■ **Document section**
**********
Imagine a life without pain. No irritating backaches, throbbing migraines, or aching joints. Sounds perfect right? Think again. Some people can’t feel pain, courtesy of a condition called Congenital analgesia. Unfortunately, such individuals are more likely to die young because they are unable to navigate the survival mechanisms that are linked to the perception of pain. This leads to their injuries or illnesses going unnoticed. So I guess it’s fair to say that the ability to feel pain is important for survival. Sounds counterproductive but it’s true!
WHAT IS PAIN?
Pain protects us. It is a kind of perception and a communication tool for our body, similar to our 5 senses, (touch, sight, hearing, smell, and taste). The difference is that our 5 senses, tell us what’s happening in the world around us, whilst pain tells us what’s happening in the world within our own bodies.
**********
(Extracted data entries)

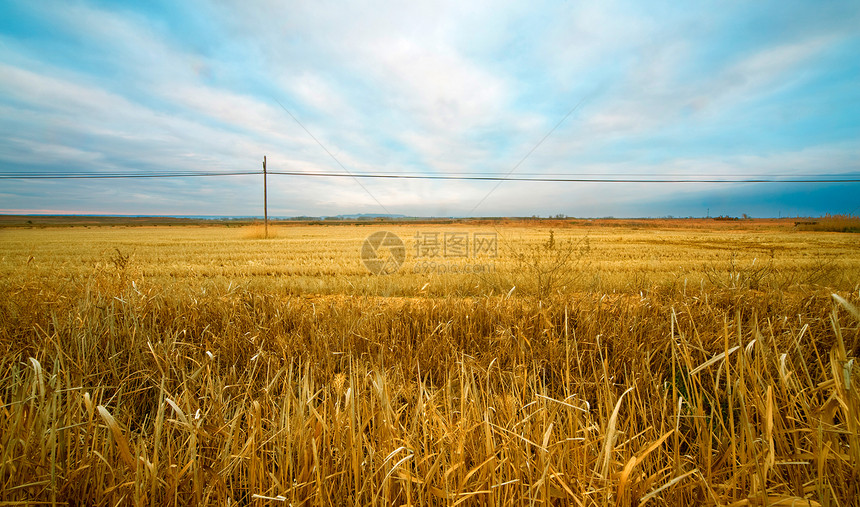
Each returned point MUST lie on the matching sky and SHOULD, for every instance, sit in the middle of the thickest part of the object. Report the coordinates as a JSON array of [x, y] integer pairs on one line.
[[565, 89]]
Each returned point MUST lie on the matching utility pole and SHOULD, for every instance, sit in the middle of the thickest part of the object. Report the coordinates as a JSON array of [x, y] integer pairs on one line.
[[265, 202]]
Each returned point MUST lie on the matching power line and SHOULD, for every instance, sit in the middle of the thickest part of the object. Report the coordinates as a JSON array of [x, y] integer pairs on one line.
[[97, 175], [572, 178], [644, 179], [330, 154]]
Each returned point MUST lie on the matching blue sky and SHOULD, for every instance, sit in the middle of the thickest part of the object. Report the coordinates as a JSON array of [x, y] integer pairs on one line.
[[704, 89]]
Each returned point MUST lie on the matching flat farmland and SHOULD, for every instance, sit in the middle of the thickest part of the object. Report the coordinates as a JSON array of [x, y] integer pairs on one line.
[[672, 362]]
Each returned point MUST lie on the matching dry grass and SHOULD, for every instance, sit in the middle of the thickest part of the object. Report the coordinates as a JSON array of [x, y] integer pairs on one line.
[[118, 386], [259, 231], [831, 223]]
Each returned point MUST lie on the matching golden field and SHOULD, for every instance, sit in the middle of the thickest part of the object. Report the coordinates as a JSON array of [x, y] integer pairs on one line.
[[596, 363]]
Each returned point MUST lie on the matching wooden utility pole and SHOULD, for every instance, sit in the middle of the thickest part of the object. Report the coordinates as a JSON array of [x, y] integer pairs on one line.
[[265, 202]]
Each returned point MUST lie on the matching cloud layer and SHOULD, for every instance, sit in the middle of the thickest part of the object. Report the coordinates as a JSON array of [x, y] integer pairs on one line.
[[770, 88]]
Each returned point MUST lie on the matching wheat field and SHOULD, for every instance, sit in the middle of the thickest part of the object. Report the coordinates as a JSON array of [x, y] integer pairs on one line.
[[629, 363]]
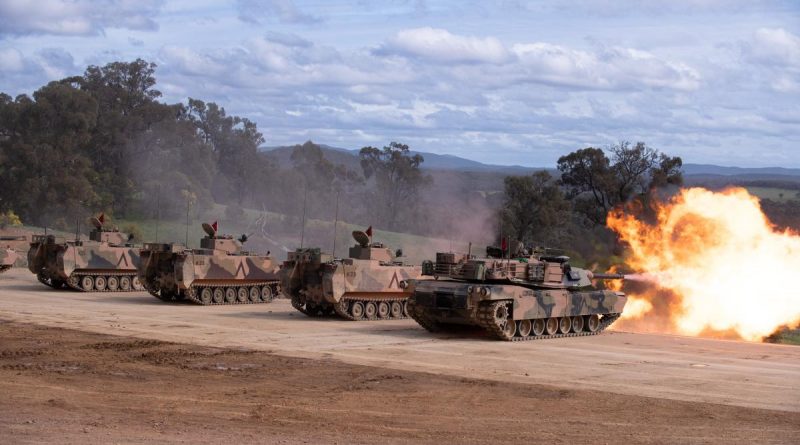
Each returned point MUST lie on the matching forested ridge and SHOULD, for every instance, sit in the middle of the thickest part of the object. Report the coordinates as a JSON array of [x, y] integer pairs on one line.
[[105, 141]]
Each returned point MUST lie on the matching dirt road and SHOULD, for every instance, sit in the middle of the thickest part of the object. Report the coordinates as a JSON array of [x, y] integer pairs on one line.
[[671, 367], [66, 386]]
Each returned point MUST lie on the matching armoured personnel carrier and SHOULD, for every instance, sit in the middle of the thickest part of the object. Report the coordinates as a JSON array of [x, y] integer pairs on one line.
[[105, 263], [369, 285], [523, 298], [219, 272], [7, 259]]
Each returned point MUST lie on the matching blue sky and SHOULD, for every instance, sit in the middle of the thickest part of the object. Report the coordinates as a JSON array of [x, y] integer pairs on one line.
[[505, 82]]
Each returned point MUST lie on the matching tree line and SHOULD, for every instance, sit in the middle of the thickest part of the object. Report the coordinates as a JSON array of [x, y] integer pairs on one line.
[[104, 141]]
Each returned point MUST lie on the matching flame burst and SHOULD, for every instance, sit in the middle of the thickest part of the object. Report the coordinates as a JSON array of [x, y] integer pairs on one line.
[[719, 263]]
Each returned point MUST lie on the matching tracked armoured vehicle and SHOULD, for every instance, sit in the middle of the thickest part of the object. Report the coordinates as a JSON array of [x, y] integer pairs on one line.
[[528, 297], [219, 272], [7, 259], [105, 263], [369, 285]]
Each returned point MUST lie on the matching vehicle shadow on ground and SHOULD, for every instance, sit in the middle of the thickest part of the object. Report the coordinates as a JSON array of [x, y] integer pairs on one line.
[[33, 287], [141, 298], [269, 314]]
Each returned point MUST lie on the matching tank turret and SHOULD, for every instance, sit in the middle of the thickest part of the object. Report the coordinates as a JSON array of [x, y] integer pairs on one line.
[[106, 262], [369, 284], [527, 296], [219, 272]]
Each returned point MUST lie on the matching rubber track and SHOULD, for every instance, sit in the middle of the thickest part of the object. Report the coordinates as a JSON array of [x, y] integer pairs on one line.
[[193, 294], [487, 322], [341, 311], [76, 285]]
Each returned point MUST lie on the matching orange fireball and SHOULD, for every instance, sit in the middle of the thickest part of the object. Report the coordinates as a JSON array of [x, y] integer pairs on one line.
[[728, 268]]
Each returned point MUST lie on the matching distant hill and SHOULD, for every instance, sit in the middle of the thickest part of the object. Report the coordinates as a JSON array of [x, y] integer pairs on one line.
[[435, 161]]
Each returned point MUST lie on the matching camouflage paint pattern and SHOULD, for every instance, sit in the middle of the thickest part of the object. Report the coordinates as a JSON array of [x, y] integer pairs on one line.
[[317, 277], [7, 259], [170, 271], [458, 302], [506, 295], [57, 259]]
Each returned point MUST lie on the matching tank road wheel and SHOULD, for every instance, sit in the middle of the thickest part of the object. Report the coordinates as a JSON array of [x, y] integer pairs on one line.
[[564, 325], [592, 323], [524, 328], [230, 295], [100, 283], [397, 309], [370, 310], [357, 310], [502, 319], [266, 294], [509, 329], [113, 283], [87, 283], [577, 323], [383, 309], [207, 296], [255, 294], [538, 327], [125, 284], [551, 326]]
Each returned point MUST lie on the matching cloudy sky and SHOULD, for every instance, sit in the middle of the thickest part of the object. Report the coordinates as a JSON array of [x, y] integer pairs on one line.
[[505, 82]]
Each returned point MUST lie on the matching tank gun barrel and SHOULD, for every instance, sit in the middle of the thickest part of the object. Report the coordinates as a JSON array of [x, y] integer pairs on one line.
[[608, 276]]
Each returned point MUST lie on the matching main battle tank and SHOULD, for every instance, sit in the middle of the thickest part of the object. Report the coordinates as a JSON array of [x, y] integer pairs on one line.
[[523, 298], [10, 245], [7, 259], [106, 262], [370, 284], [219, 272]]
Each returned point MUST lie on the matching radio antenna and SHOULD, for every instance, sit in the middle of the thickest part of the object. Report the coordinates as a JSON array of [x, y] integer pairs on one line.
[[335, 224], [303, 229]]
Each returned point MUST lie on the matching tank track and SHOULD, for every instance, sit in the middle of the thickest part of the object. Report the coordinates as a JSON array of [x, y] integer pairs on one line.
[[420, 317], [487, 322], [193, 293], [47, 281], [74, 281], [157, 293], [343, 306]]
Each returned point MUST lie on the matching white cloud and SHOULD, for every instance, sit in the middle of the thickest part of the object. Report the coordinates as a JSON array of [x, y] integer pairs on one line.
[[257, 11], [11, 60], [76, 17], [774, 47], [611, 68], [440, 46]]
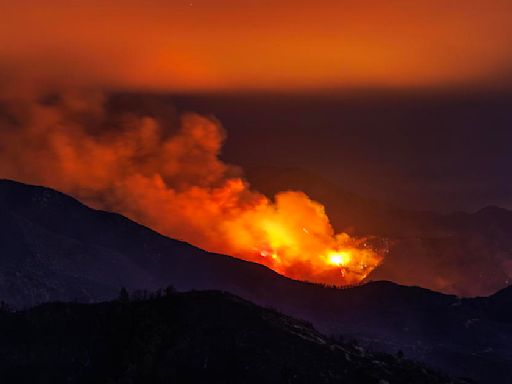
**********
■ **Your goal**
Please write what comes next in the piece about pain, starting after its final sentence.

■ **Your response**
For instance, If you accidentally touched a hot stove, you’d immediately recoil your finger in pain to prevent a more serious burn. This reflexive behavior caused by the feeling of pain allows the body to react and prevent further tissue damage. We store this information in our brain so that we are less likely to repeat the action of sticking our hands on a hot stove. Lesson learned. Now imagine someone with congenital analgesia in that situation…it wouldn’t make for a ‘happily ever after’ would it.
The most common definition of pain is “an unpleasant sensory and emotional experience associated with actual or potential tissue damage. Pain can be short-term, lasting anything from a couple of seconds to a couple of months. This type of pain is called acute pain. when pain lasts longer than 3 months, it is called Chronic pain. This is where it gets a bit more complex because, with chronic pain, your body can continue to send pain signals to your brain, even after an injury has healed.
When you suffer an injury, your nervous system is in charge of delivering the news to your brain. Imagine that you cut your finger. A network of nerve cells in your finger picks up the signal that something’s wrong. These nerve cells relay this message to the spinal cord, which then shoots the message up to the brain. The brain then translates the message and registers the feeling: ‘Ouch!’ That is an example of actual tissue damage, causing pain.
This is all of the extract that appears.